EXERCISE DESCRIPTION: How many lines in the rows below contain the word "umbrella"? Reply with the number alone.

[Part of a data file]
START
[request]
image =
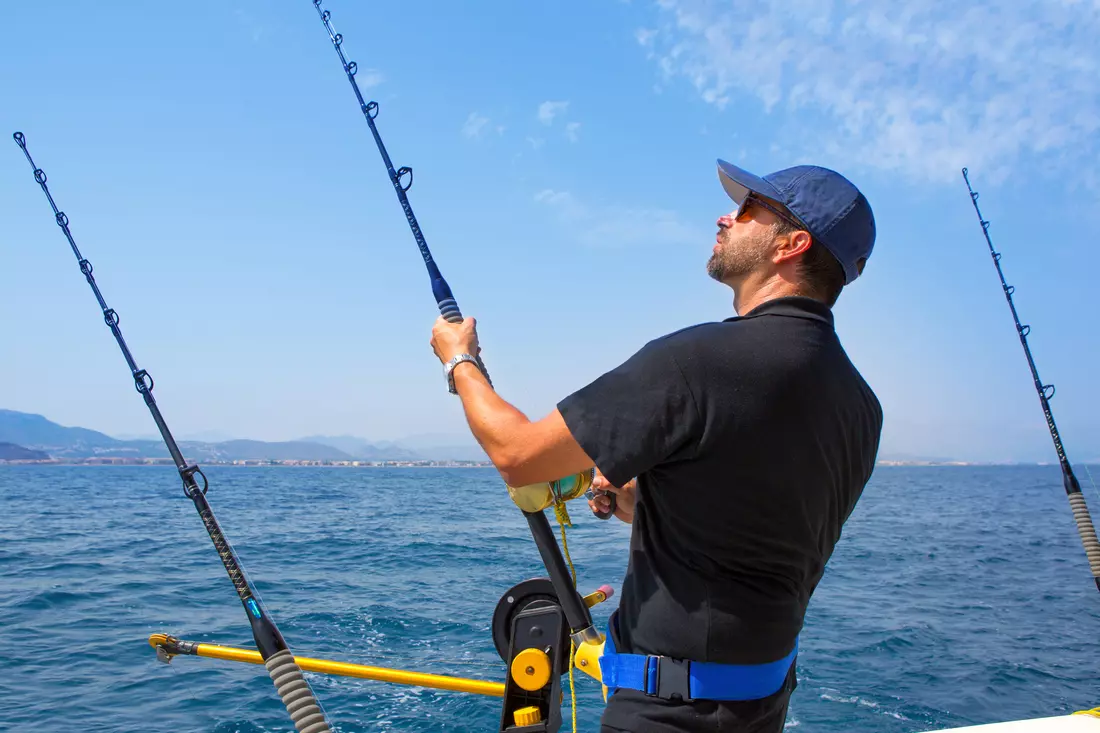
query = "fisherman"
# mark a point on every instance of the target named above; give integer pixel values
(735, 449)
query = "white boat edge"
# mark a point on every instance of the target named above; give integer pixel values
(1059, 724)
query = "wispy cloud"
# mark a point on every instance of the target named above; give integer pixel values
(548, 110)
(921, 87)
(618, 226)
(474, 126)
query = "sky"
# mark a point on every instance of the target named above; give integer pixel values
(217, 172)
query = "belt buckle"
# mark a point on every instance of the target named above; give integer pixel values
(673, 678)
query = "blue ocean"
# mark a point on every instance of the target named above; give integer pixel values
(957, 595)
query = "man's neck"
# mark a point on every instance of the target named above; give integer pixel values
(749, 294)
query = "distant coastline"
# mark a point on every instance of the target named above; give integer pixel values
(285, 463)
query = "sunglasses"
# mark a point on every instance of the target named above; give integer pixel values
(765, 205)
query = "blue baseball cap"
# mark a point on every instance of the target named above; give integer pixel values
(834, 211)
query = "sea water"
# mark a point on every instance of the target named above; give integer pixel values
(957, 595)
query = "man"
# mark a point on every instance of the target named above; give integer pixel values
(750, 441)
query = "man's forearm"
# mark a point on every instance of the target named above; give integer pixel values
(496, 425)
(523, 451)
END
START
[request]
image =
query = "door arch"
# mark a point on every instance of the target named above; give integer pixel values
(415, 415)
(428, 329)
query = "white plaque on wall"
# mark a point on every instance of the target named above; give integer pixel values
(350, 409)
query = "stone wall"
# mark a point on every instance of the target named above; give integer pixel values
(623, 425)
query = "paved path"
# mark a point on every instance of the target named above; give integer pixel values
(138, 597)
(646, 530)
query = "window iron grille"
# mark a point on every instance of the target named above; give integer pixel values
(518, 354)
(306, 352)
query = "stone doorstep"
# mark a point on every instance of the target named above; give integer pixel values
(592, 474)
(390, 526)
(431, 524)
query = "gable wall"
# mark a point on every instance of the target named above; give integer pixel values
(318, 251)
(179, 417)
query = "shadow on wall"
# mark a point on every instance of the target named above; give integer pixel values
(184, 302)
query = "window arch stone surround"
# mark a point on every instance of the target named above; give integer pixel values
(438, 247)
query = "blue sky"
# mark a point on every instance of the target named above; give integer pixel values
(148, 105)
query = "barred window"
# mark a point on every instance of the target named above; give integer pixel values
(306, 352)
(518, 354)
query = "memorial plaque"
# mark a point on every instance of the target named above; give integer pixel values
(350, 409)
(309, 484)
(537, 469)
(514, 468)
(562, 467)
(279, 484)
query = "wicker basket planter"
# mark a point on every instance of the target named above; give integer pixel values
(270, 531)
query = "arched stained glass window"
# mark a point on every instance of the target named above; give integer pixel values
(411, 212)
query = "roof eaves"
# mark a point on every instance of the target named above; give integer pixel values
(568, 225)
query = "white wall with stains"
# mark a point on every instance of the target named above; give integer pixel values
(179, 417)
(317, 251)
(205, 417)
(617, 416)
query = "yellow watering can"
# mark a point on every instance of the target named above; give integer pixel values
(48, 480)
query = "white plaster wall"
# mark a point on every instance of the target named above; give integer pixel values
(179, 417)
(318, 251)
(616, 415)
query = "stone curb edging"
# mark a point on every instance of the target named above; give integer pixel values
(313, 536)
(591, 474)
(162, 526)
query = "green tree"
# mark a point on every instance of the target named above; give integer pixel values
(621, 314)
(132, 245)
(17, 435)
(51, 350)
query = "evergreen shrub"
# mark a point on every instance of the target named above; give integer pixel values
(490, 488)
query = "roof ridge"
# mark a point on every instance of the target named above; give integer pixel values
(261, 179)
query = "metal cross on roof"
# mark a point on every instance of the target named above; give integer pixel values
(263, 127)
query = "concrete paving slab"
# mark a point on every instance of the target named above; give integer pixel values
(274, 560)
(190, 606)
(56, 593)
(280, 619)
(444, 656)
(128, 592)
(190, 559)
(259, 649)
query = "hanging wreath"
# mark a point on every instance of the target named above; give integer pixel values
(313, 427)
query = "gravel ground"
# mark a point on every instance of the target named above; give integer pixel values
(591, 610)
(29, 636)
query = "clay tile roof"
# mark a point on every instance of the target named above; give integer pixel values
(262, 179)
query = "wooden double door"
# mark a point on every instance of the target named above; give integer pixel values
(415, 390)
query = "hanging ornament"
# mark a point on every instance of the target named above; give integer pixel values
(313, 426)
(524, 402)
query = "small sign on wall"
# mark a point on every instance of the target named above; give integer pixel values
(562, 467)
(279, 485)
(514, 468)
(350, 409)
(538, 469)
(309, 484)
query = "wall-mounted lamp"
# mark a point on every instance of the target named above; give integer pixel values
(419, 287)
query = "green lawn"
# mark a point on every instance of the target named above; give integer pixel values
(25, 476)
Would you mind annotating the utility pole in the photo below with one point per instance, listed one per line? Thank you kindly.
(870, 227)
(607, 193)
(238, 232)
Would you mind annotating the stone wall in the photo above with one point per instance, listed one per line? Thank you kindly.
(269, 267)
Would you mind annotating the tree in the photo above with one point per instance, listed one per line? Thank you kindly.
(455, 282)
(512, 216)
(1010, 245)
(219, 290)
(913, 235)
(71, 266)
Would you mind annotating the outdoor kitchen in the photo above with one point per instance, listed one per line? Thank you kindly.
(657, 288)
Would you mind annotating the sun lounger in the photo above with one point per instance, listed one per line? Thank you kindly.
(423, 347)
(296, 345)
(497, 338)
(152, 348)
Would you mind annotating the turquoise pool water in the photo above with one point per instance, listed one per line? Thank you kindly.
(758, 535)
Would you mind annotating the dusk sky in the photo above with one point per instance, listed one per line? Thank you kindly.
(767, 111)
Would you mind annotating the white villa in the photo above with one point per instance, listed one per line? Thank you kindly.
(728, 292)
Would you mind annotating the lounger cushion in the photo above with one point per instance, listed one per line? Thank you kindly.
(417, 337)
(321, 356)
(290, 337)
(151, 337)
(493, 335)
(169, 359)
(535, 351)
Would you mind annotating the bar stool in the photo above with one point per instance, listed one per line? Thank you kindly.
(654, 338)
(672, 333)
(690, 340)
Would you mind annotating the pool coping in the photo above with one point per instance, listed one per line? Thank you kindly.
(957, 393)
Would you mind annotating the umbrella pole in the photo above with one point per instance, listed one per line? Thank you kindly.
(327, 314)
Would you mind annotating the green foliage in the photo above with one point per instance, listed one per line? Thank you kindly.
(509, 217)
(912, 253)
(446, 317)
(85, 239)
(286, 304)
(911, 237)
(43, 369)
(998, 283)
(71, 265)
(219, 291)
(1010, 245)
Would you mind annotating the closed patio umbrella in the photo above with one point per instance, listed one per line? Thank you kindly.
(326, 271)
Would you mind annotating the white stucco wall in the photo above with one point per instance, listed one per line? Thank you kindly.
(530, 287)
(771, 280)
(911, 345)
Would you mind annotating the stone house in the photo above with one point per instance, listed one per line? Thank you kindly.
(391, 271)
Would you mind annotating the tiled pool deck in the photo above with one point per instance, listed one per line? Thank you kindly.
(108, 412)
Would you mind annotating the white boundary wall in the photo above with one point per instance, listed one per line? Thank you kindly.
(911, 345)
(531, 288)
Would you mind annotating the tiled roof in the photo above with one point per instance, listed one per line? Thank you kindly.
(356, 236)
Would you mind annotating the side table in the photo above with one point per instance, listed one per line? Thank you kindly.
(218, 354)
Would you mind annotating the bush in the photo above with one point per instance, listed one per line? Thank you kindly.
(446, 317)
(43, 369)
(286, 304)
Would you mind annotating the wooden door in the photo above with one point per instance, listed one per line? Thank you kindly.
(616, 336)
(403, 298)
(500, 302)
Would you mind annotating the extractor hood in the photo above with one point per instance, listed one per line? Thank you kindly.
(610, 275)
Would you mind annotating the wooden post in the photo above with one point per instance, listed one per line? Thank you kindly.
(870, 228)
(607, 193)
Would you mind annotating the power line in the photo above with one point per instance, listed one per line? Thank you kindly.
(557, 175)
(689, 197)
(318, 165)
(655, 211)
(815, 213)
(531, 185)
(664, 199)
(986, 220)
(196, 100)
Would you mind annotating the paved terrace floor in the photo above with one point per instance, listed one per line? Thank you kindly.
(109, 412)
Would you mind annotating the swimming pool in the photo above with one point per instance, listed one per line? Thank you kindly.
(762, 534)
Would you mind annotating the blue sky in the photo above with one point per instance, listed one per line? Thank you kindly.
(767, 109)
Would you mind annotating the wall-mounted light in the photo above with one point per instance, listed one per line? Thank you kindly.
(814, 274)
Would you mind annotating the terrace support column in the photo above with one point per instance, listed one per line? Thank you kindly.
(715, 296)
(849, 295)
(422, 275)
END
START
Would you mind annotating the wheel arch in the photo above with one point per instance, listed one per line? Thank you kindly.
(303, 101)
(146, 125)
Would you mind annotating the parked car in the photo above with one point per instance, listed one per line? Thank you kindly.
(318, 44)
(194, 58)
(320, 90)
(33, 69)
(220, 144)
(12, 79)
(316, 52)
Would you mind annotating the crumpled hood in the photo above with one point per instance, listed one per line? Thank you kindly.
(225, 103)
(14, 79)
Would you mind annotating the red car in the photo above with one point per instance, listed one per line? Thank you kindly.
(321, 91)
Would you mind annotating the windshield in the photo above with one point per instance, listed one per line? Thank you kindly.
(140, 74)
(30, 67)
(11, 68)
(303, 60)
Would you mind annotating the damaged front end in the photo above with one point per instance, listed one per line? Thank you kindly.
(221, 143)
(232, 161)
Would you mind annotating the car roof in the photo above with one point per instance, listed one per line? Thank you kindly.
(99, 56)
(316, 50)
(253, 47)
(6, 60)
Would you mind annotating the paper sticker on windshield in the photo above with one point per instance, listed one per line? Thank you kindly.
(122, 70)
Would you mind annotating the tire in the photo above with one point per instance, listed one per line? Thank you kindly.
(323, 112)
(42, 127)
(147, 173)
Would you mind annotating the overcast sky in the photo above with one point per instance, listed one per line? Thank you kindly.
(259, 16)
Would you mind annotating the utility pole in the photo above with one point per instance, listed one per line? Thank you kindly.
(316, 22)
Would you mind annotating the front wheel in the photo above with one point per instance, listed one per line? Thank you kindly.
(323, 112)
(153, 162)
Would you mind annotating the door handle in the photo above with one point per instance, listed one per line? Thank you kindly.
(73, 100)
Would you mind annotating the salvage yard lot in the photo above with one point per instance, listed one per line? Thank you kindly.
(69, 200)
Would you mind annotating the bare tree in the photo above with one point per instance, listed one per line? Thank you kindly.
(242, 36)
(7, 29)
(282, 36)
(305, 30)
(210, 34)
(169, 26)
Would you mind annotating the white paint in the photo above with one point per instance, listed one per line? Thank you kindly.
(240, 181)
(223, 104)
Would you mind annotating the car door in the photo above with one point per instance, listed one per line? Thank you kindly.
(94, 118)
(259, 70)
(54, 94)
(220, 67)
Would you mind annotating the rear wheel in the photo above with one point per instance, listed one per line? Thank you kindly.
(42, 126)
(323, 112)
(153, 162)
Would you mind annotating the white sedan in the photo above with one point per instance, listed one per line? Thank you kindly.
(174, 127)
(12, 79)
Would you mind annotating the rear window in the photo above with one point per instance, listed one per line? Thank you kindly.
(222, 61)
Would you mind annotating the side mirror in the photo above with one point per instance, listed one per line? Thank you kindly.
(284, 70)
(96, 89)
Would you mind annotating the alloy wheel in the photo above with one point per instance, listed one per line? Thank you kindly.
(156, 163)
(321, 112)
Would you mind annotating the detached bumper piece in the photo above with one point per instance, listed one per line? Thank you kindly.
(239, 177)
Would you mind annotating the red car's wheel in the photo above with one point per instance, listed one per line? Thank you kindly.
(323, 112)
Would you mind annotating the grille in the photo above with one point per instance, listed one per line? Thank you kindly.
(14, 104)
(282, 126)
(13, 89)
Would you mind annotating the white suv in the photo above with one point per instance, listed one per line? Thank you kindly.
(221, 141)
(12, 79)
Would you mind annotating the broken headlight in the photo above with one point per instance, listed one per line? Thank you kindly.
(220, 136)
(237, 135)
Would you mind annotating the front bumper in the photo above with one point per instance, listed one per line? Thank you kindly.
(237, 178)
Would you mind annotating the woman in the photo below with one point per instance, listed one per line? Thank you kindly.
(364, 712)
END
PROBLEM SOLUTION: 2